- Given request -
Please convert every line of the entries below into a Markdown table with two columns, Row and Line. Number each row and leave out blank lines.

- Material for this task -
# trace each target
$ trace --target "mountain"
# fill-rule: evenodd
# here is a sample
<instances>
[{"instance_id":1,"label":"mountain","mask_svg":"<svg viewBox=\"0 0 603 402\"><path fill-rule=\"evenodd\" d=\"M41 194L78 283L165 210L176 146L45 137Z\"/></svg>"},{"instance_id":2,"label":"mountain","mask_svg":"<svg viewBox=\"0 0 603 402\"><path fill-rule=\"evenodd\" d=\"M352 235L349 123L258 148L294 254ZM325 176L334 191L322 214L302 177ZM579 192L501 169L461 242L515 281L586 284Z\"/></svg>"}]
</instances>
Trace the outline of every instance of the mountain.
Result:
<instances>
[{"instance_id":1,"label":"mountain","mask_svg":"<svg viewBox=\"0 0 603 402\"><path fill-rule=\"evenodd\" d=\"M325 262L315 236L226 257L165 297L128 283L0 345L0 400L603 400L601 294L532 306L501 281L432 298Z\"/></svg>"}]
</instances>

- Written reply -
| Row | Line |
|---|---|
| 1 | # trace each target |
| 2 | $ trace --target "mountain" |
| 3 | # fill-rule: evenodd |
| 4 | # here is a sample |
| 5 | <instances> |
| 6 | [{"instance_id":1,"label":"mountain","mask_svg":"<svg viewBox=\"0 0 603 402\"><path fill-rule=\"evenodd\" d=\"M41 194L78 283L165 210L176 146L45 137Z\"/></svg>"},{"instance_id":2,"label":"mountain","mask_svg":"<svg viewBox=\"0 0 603 402\"><path fill-rule=\"evenodd\" d=\"M352 235L349 123L258 148L294 254ZM325 176L334 191L322 214L302 177ZM579 192L501 169L461 242L515 281L586 284Z\"/></svg>"}] |
| 7 | </instances> |
| 8 | Trace the outline of every instance of the mountain. |
| 9 | Result: |
| 10 | <instances> |
| 11 | [{"instance_id":1,"label":"mountain","mask_svg":"<svg viewBox=\"0 0 603 402\"><path fill-rule=\"evenodd\" d=\"M325 262L315 236L226 257L165 297L128 283L0 345L0 400L603 400L601 294L532 306L501 281L432 298Z\"/></svg>"}] |
| 12 | </instances> |